─── VORLIEGENDER TEXT ───

Ein Mönch sollte neben seinen liturgischen Tätigkeiten auch maßgebliche Zeit der Handarbeit widmen. Von anderen Orden gab es dafür Kritik, es wurde zum Teil gefragt, ob die Mönche mit so viel Handarbeit und so wenig Liturgie überhaupt noch Gott dienen und nicht der Welt?
All diese Eingriffe sind noch nicht alles, denn die Zisterzienser nahmen eine noch gravierendere Änderung vor. Sie nahmen Erwachsene, die keine Kleriker waren, in ihre Klöster auf – meist ländliche Bevölkerung, die nicht literat war und nicht liturgiefähig (nicht fähig eine Messe zu führen) war. Mit einer Conversio (einer Bekehrung durch Gelöbnisse zum Mönchtum) wurden sie aufgenommen, konnten aber nie zu vollwertigen Mönchen werden – sie wurden als Konversen oder Laienbrüder/Laienschwestern bezeichnet.
Im Kloster übernahmen Laienbrüder einen großen Teil der Handarbeit, wie unter anderem Felder bestellen, ernten und Alltagsgenstände herstellen. Die neuen Regeln schufen eine bis dahin nichtexistierende Form des Klosterlebens. Kein anderer Orden dieser Zeit wage sich auch nur annähernd weit in das Klosterleben einzugreifen.

───

▶ [AUFGABE A]:
Gib aus dem Text über die Zisterzienser den Abschnitt wortgetreu wieder, der mit den Worten „Im Kloster übernahmen“ beginnt und mit den Worten „das Klosterleben einzugreifen.“ endet.
▶ [AUFGABE B]:
Nenne anhand des Textes über die Zisterzienser die Bezeichnungen für die Erwachsenen, die ohne Kleriker zu sein in die Klöster aufgenommen wurden.

─── EXTRAHIERTE DATENSÄTZE ───

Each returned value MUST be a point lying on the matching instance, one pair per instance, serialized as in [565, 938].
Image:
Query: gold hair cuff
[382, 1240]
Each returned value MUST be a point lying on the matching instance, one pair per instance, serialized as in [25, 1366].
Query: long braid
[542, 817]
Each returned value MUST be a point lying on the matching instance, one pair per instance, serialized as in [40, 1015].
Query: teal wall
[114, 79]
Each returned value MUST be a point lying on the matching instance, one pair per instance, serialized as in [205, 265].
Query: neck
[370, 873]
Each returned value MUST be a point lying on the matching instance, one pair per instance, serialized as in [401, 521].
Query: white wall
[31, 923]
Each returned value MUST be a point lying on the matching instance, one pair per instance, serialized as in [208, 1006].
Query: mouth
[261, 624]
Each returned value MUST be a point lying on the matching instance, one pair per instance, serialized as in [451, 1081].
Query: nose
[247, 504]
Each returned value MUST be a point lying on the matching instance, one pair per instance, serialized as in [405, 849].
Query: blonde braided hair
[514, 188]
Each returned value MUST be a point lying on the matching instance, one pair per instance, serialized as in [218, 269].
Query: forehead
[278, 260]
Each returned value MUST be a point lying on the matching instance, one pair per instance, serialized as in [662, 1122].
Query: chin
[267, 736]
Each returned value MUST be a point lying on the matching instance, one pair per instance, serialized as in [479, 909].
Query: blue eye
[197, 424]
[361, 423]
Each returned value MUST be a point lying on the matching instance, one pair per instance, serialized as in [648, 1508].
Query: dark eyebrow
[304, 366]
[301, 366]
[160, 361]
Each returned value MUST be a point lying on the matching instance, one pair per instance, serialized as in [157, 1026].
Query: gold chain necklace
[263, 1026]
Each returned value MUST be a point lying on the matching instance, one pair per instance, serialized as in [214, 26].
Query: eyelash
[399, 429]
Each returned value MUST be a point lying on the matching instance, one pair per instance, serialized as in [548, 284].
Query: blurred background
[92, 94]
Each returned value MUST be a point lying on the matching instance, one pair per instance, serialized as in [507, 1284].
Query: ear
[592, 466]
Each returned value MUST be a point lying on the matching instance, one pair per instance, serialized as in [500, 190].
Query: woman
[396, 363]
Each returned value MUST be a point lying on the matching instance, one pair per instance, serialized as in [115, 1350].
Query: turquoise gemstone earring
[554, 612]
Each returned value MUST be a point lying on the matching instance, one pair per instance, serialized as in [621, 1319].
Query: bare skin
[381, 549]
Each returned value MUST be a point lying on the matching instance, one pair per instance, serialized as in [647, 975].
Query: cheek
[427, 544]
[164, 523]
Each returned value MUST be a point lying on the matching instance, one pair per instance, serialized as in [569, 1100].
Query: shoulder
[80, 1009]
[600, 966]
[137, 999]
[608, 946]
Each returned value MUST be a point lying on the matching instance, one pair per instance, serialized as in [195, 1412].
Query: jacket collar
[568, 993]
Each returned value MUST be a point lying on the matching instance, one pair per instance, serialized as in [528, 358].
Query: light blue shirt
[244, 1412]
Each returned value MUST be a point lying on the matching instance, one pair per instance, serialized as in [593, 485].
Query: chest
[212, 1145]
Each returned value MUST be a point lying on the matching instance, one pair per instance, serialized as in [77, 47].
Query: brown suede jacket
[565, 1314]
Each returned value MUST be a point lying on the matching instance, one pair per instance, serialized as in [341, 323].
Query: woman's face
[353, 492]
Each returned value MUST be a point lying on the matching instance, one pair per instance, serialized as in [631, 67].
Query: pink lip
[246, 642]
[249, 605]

───
─── EXTRAHIERTE DATENSÄTZE ───

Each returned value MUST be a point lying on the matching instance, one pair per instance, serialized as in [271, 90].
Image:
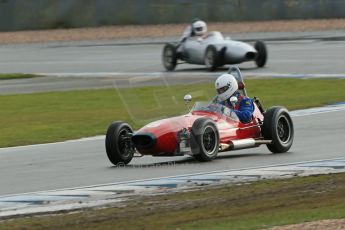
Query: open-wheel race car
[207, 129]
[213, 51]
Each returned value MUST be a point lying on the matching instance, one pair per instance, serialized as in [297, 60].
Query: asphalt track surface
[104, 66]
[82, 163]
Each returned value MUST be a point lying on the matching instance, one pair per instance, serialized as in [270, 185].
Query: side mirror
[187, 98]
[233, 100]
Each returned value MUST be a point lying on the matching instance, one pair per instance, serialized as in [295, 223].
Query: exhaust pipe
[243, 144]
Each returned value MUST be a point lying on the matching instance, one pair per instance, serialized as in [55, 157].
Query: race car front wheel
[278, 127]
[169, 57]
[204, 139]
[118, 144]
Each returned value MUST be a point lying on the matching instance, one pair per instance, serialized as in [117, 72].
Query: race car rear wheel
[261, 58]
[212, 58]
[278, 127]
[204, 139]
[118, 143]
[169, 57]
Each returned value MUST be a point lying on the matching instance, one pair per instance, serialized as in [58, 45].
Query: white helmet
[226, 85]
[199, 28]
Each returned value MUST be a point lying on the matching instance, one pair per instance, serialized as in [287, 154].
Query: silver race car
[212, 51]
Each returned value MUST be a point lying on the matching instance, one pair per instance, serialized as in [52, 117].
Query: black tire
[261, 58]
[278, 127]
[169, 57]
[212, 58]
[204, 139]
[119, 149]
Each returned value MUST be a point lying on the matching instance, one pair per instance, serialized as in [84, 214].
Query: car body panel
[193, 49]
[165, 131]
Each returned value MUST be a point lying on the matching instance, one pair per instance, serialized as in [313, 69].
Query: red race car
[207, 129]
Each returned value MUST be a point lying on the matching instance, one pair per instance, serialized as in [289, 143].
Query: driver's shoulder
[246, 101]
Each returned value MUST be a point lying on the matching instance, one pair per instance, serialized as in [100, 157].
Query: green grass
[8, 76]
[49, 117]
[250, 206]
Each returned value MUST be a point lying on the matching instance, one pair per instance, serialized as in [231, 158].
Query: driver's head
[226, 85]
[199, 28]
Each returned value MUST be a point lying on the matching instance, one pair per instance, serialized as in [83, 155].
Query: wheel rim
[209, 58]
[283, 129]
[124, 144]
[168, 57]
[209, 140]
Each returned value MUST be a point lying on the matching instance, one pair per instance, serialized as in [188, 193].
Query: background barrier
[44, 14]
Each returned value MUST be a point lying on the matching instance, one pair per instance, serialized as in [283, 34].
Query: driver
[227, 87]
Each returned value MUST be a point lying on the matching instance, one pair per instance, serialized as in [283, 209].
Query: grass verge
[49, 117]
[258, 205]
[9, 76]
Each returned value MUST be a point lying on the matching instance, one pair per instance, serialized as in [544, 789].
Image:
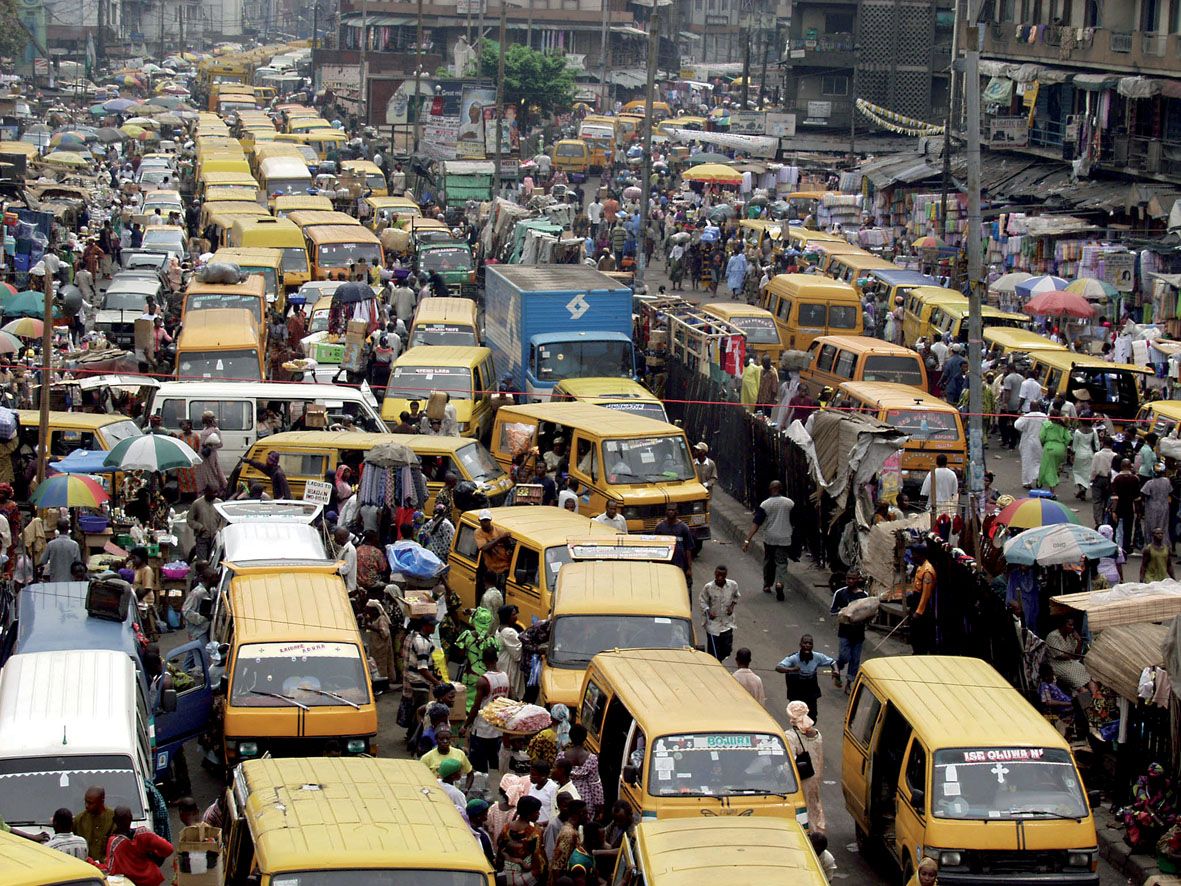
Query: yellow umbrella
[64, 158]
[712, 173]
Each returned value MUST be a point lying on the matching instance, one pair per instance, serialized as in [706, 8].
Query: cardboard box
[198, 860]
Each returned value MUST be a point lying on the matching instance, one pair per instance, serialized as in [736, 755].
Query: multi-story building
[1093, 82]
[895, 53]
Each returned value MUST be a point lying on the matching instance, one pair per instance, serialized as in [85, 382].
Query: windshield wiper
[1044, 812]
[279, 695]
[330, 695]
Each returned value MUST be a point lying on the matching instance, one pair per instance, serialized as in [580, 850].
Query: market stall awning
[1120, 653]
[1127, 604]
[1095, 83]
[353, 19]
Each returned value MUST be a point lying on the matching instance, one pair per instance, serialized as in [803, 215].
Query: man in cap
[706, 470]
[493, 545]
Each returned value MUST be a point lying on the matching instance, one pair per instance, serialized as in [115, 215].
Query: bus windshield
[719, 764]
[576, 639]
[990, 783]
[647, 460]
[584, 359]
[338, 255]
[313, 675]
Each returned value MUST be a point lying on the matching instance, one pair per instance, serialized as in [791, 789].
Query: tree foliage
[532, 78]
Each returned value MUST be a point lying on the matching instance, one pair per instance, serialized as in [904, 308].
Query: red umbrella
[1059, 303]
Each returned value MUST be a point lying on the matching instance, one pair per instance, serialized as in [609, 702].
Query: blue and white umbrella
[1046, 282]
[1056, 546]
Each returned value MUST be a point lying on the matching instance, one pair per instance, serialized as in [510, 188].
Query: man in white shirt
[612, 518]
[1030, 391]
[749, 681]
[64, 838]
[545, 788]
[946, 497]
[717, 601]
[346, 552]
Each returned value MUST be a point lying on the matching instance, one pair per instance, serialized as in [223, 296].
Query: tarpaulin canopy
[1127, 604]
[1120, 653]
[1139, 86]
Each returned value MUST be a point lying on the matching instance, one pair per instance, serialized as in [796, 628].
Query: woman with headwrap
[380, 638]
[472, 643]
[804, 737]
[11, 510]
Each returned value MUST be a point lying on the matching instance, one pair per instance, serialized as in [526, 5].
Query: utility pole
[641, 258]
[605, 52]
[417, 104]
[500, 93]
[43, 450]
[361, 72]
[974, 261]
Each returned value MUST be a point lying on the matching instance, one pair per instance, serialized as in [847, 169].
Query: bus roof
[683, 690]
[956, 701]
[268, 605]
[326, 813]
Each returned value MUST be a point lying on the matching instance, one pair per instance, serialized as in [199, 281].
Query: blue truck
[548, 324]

───

▶ [ANTWORTFELD A]:
Im Kloster übernahmen Laienbrüder einen großen Teil der Handarbeit, wie unter anderem Felder bestellen, ernten und Alltagsgenstände herstellen. Die neuen Regeln schufen eine bis dahin nichtexistierende Form des Klosterlebens. Kein anderer Orden dieser Zeit wage sich auch nur annähernd weit in das Klosterleben einzugreifen.

▶ [ANTWORTFELD B]:
Sie wurden als Konversen oder Laienbrüder/Laienschwestern bezeichnet.